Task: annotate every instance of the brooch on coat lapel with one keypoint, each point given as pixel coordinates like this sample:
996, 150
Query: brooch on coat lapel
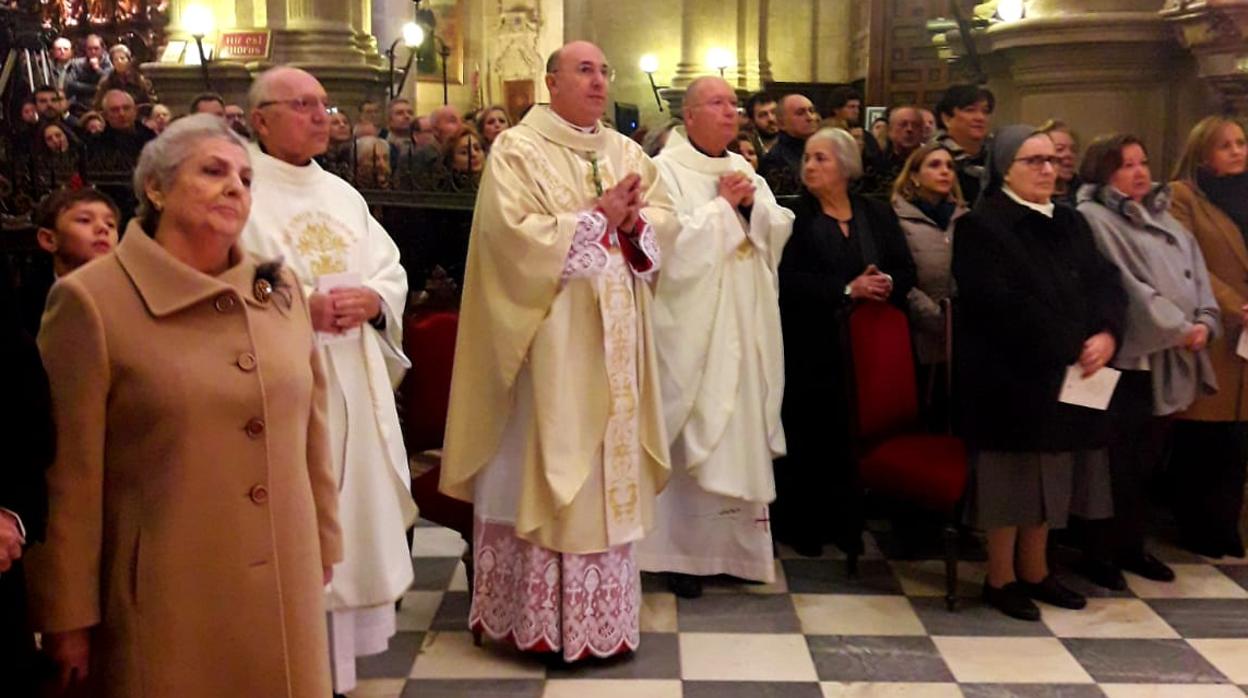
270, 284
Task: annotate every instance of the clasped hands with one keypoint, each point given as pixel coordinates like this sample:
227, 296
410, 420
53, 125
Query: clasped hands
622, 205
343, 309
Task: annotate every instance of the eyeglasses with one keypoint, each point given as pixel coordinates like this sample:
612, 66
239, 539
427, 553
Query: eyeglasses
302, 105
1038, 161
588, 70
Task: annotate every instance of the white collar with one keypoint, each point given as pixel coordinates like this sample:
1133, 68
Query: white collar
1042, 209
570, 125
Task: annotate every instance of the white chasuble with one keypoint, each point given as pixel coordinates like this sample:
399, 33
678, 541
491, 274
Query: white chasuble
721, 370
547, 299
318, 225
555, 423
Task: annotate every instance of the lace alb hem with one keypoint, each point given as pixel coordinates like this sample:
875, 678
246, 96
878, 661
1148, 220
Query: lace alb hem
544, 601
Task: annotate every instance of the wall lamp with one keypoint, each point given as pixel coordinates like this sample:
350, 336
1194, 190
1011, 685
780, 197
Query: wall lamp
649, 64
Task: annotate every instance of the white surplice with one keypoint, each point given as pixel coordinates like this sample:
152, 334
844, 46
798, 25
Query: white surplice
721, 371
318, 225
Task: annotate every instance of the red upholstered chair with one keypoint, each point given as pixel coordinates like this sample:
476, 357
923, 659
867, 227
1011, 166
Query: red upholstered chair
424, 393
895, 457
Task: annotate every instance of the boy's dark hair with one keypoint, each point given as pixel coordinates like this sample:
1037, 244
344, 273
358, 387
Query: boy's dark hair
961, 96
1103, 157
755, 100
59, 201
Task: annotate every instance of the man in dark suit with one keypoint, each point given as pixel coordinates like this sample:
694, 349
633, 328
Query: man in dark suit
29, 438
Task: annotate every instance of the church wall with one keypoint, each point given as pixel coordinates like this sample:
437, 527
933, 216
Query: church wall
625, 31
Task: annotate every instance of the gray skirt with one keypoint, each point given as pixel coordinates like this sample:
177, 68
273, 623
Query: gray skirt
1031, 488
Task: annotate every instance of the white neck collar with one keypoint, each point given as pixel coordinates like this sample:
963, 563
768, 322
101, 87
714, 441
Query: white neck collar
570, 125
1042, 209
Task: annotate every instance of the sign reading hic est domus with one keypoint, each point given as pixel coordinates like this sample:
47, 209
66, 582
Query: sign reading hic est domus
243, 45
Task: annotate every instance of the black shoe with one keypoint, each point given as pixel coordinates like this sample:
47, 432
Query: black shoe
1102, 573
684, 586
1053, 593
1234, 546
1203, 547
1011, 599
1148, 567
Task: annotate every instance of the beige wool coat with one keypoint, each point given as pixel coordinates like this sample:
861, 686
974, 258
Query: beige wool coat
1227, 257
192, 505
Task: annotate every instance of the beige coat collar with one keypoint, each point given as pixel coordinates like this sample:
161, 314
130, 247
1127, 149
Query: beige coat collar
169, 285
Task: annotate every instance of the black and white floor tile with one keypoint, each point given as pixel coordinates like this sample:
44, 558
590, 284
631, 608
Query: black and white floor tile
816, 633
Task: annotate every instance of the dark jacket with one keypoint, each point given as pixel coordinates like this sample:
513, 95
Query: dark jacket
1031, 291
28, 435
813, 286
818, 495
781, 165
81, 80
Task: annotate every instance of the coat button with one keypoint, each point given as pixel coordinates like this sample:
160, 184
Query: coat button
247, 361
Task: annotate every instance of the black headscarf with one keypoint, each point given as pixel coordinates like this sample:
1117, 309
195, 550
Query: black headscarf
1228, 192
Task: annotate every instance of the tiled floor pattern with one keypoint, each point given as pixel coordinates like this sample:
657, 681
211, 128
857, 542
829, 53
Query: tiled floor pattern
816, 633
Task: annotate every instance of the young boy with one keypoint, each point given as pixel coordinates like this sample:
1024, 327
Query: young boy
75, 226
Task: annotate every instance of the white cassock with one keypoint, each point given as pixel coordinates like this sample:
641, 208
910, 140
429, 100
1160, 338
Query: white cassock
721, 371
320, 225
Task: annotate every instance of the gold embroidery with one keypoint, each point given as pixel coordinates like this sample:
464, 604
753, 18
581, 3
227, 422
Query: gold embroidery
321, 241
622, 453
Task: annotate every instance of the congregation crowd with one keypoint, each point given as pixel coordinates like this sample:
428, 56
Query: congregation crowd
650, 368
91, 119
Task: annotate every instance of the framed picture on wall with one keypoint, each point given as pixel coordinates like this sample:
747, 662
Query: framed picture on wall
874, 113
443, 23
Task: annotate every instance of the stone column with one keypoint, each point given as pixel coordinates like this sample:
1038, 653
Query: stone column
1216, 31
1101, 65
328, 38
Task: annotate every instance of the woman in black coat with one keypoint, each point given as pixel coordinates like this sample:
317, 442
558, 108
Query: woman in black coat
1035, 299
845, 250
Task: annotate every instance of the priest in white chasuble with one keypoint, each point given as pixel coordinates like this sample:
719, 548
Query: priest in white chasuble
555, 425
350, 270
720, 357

┄┄┄┄┄┄┄┄┄┄

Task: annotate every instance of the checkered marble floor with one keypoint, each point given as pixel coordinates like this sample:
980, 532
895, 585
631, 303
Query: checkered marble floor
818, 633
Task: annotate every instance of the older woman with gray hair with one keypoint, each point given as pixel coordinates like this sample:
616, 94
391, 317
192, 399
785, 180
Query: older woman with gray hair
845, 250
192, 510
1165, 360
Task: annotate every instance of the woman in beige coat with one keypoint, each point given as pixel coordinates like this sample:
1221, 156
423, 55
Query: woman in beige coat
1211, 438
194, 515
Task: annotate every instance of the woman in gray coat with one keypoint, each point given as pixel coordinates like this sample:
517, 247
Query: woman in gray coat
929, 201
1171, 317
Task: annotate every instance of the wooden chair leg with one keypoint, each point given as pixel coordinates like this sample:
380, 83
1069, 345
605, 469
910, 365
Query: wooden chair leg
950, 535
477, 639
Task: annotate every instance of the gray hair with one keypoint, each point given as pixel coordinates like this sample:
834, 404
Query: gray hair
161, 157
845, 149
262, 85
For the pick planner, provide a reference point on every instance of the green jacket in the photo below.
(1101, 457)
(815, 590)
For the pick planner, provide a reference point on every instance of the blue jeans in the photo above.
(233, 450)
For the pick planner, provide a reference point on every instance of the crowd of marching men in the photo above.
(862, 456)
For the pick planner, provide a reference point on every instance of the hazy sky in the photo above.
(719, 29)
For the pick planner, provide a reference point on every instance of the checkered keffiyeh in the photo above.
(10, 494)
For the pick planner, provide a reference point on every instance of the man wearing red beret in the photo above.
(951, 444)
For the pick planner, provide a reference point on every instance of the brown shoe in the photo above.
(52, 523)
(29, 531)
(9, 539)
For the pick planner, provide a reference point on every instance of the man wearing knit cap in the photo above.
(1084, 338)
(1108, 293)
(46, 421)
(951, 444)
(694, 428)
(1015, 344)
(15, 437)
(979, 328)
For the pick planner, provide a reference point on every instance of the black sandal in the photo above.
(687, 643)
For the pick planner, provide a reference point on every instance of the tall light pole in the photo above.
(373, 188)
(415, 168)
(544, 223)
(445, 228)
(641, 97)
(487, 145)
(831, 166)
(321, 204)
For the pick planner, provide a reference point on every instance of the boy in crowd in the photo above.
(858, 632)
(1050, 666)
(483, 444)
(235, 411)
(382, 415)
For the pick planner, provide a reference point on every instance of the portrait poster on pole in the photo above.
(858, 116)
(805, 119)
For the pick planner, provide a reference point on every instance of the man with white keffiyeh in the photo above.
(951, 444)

┄┄┄┄┄┄┄┄┄┄

▸ TASK BRIEF
Please find every line above that contains the word "young" and copy each one. Case counts.

▸ EXERCISE SOLUTION
Task: annotate every instance of the young boy with one keypoint, each point given as pixel coordinates like this sample:
Query: young boy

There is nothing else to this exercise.